Guys any comments on inspection camera MODEL # SWJ-3388B sells by Amazing Machinery? I need reliable camera but right now I can’t spend more than $3500 on camera.


----------



## drs (Jun 17, 2011)

To start off with, if the camera makes you money, then it's the right one for you. The question is what do YOU want in a camera? Then YOU will know what YOU need.


----------



## KCJAKE (Jun 17, 2011)

Spartan has a new camera with a touch-screen that you can actually see in the sunlight


----------



## SewerRatz (Apr 25, 2009)

KCJAKE said:


> Spartan has a new camera with a touch-screen that you can actually see in the sunlight


 Yea but the pushrod and camera is still junk.


----------



## Redwood (Sep 8, 2008)

drs said:


> To start off with, if the camera makes you money, then it's the right one for you. The question is what do YOU want in a camera? Then YOU will know what YOU need.


Hi I'm Redwood... I just flew in from a planet orbiting a star you humans refer to as Epsilon Eridani in my flying saucer...

Where are you from and tell us a little bit about your self...

http://www.plumbingzone.com/f3/why-post-intro-11368/

It's painless, free, and everybody here will show you the love... :yes:


----------



## AssTyme (May 15, 2010)

Avatar to boot 


lol !


----------



## ILPlumber (Jun 17, 2008)

I sub out the work for the few times I require a camera.

A sonde would be handy though....


----------



## Airgap (Dec 18, 2008)

==============================

:: GIVEN REQUEST A ::
According to the forum thread, what is the most the original poster can currently spend on an inspection camera?
:: GIVEN REQUEST B ::
From the records, output as a JSON list of strings, one per line with blank lines omitted, every line from the one containing "Point out every instance of the shadow on pavement" through the end of the records.

:: SUPPLIED MATERIAL ::

==============================

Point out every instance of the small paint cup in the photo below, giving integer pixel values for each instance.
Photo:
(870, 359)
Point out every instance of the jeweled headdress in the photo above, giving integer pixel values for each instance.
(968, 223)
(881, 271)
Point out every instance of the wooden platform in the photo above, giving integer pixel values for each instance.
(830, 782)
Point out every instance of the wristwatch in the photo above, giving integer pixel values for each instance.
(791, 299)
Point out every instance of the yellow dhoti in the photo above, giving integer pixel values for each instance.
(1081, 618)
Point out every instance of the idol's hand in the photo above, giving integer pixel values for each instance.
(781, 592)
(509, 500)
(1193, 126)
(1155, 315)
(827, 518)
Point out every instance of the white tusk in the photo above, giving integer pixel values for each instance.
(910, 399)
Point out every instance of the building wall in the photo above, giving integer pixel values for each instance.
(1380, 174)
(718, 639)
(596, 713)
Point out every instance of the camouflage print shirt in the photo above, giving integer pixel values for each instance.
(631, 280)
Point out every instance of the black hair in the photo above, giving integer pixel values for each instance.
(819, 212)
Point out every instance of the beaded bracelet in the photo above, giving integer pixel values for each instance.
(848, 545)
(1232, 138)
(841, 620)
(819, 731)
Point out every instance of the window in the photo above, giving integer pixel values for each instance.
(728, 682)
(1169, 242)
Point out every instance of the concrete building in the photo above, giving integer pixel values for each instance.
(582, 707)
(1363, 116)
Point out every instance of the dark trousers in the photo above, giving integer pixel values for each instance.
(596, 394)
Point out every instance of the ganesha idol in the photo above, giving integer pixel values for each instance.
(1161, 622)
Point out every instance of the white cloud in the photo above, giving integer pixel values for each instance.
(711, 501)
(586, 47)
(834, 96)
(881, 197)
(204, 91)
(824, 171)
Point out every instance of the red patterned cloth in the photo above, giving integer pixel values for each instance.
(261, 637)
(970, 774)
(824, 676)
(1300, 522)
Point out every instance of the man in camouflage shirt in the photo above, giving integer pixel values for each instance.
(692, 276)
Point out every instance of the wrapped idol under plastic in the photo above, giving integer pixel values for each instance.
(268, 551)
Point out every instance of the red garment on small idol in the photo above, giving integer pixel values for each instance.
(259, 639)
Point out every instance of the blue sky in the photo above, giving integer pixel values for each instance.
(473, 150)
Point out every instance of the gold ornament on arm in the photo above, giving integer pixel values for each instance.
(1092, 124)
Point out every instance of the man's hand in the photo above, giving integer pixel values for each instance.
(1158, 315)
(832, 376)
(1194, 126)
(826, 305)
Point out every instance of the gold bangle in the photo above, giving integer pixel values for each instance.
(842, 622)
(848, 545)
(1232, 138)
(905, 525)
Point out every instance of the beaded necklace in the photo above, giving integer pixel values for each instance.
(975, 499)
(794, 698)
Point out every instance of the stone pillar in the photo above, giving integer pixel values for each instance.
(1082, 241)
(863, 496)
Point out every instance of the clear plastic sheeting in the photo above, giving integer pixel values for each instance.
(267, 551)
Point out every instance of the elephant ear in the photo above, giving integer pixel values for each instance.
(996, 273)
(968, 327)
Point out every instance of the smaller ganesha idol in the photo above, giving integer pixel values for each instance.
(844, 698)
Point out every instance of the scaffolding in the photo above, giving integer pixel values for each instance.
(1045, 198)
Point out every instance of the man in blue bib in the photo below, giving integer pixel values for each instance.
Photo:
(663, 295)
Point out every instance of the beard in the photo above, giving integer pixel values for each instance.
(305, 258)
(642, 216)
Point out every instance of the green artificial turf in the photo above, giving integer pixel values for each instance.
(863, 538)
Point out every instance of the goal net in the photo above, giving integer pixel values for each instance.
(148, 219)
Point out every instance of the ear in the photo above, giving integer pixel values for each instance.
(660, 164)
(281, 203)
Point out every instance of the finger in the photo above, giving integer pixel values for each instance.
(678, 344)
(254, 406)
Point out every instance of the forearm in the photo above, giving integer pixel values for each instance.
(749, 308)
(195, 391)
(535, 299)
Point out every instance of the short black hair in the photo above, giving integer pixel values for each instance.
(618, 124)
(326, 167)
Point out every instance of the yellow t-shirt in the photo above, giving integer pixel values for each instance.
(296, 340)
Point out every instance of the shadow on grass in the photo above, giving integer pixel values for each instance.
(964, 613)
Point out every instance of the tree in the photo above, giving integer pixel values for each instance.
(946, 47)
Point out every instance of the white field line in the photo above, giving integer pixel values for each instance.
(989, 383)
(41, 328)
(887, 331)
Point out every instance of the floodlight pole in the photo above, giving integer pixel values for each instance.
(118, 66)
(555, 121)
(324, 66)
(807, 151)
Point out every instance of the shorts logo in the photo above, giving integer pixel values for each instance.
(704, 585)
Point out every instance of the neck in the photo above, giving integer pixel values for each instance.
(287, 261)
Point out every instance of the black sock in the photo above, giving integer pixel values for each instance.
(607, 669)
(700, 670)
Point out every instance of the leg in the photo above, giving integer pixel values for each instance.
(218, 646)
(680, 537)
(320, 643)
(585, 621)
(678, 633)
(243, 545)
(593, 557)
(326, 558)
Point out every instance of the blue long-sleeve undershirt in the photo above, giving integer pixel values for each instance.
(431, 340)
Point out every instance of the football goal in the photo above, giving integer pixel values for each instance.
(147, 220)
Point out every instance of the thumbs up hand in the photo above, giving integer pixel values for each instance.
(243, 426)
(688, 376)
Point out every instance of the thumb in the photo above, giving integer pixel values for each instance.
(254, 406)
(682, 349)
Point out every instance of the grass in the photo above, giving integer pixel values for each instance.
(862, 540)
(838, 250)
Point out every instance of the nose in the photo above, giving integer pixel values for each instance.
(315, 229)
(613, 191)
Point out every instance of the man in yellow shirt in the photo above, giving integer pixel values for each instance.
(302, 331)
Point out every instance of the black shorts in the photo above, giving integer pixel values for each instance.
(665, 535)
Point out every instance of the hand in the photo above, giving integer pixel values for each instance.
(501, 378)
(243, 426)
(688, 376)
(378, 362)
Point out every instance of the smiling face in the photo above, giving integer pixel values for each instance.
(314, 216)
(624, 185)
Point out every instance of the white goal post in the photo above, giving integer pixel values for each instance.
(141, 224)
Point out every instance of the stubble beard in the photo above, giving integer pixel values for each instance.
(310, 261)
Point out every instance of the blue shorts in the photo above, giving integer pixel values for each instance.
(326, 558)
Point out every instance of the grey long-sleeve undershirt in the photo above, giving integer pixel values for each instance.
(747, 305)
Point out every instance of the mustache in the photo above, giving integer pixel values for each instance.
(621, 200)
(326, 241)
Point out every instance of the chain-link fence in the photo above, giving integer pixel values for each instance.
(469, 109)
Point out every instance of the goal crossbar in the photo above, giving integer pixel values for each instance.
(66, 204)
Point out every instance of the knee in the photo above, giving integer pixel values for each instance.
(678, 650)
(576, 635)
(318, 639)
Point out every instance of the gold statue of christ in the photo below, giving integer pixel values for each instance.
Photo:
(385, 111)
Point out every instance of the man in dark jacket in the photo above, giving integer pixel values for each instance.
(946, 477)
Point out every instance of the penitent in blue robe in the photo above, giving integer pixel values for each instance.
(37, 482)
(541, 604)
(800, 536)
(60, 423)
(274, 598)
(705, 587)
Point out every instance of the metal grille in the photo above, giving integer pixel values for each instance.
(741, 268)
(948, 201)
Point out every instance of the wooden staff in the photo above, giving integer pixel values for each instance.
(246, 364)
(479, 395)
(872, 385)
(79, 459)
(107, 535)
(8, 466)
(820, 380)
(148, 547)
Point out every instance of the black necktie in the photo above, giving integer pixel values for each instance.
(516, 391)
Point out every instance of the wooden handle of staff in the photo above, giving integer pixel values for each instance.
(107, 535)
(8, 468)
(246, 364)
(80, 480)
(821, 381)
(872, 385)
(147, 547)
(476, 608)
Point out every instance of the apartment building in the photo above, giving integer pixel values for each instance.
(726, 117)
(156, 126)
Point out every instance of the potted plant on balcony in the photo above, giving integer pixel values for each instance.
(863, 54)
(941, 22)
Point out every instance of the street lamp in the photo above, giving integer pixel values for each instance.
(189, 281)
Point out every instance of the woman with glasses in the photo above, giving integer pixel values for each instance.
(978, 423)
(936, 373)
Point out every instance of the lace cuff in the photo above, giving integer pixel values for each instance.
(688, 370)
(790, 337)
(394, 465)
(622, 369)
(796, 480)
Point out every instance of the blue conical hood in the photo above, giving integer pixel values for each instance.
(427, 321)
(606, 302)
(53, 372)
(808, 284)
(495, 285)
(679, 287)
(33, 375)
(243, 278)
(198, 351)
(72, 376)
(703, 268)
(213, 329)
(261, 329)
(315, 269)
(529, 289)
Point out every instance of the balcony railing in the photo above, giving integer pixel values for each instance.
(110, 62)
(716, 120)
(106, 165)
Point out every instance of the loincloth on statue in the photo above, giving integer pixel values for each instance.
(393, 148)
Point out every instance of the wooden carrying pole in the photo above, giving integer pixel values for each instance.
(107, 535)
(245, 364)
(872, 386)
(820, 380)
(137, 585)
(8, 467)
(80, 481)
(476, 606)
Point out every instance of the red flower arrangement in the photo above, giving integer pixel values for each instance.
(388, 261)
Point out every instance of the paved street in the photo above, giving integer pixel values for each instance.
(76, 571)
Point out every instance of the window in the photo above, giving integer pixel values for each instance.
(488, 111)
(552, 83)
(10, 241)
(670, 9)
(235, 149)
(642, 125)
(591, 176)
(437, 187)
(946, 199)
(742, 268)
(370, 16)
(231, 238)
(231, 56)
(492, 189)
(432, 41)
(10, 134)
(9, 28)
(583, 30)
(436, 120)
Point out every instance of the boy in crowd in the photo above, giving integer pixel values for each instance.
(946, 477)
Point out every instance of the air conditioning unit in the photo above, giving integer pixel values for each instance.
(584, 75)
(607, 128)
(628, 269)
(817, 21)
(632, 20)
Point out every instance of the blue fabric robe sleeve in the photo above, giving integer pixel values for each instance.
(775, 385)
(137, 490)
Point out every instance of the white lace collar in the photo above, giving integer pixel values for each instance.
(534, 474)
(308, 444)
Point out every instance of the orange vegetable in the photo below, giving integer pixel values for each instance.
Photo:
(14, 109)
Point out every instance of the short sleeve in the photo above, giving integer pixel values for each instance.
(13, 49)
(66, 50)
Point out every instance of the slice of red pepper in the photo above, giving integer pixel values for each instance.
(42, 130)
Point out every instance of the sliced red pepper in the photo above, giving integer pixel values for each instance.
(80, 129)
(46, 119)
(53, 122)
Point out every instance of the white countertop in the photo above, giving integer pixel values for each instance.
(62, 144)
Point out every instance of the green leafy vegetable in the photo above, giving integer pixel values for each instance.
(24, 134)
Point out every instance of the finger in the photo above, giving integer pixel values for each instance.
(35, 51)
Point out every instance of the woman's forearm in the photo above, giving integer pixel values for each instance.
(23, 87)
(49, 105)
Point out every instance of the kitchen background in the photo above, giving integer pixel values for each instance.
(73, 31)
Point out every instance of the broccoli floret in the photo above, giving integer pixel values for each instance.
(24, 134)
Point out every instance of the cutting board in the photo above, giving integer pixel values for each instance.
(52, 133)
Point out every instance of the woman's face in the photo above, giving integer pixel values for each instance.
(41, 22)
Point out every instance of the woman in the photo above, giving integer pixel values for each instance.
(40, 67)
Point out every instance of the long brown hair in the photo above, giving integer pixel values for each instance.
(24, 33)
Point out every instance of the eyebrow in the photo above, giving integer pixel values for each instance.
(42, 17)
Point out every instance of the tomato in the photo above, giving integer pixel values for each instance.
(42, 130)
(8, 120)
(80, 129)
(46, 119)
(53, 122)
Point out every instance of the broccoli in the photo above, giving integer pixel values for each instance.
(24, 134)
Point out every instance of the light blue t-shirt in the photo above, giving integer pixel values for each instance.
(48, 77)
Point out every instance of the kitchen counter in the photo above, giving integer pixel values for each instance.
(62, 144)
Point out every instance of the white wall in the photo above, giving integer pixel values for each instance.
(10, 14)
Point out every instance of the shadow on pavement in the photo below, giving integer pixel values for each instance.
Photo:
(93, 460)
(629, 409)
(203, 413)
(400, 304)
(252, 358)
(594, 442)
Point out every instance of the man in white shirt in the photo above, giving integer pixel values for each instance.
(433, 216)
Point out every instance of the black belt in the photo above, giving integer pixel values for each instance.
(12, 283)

==============================

:: EXPECTED OUTPUT A ::
$3500

:: EXPECTED OUTPUT B ::
[
  "Point out every instance of the shadow on pavement in the photo below, giving integer pixel values for each instance.",
  "Photo:",
  "(93, 460)",
  "(629, 409)",
  "(203, 413)",
  "(400, 304)",
  "(252, 358)",
  "(594, 442)",
  "Point out every instance of the man in white shirt in the photo above, giving integer pixel values for each instance.",
  "(433, 216)",
  "Point out every instance of the black belt in the photo above, giving integer pixel values for each instance.",
  "(12, 283)"
]